◆ **GOAL OF THE EXERCISE**
Return the lines of the items below word for word, starting with the line that contains "Reviewer note: confirm that each instance of the black top" and going on through the last line of the items.
———
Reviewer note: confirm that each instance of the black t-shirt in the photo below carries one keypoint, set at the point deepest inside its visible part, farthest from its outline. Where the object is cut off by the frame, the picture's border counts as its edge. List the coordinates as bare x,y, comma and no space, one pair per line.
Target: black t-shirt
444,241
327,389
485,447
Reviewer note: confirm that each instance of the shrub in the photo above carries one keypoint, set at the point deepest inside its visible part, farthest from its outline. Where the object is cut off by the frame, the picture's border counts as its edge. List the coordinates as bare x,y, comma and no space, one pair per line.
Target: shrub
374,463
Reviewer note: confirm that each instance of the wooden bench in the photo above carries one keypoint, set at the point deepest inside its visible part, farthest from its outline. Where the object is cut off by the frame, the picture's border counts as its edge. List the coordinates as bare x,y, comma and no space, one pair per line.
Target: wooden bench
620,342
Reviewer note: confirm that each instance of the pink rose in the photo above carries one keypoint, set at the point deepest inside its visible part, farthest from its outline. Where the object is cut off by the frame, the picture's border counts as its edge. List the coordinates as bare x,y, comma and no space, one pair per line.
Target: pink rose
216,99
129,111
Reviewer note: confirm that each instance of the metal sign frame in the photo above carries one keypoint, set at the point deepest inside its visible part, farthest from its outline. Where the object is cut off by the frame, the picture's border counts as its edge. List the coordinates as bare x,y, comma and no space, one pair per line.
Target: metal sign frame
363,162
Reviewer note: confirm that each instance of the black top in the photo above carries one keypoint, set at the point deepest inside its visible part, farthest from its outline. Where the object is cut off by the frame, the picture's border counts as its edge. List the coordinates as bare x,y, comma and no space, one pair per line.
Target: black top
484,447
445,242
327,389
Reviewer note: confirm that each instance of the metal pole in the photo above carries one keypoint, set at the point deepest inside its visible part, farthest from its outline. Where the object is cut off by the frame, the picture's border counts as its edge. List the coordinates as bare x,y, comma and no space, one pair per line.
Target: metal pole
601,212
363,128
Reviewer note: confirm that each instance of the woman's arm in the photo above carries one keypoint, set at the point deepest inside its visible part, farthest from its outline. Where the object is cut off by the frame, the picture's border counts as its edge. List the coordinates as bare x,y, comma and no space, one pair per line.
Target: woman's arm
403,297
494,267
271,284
———
◆ **EXERCISE OUTPUT**
Reviewer note: confirm that each instance of the black top in the photo above carries one keypoint, set at the point deepest inside its visible part, farthest from its outline. Where the object is cut off by the frame, the picture's border counts as its edge. List the coordinates as bare x,y, comma and no space, one pair per line.
Target: black top
484,447
445,242
327,389
Reviewer note: confirm that each instance of the metal pole in the photo above carries one keypoint, set at the point deepest inside its visible part, farthest from its outline. Where the object is cut off by the frame, the picture's border counts as its edge. List the coordinates as bare x,y, comma and no space, one pair per line.
Target: metal pole
601,212
363,128
Reviewer note: confirm that each instance of the woman's arm in the photo above carries one keypoint, set at the point deepest inside its visible part, farthest from its outline. Where the object is cut off by the frame, the picture's border counts as its edge. List the coordinates as bare x,y, comma and no space, one pair per line.
Target: woman's arm
403,297
494,267
271,284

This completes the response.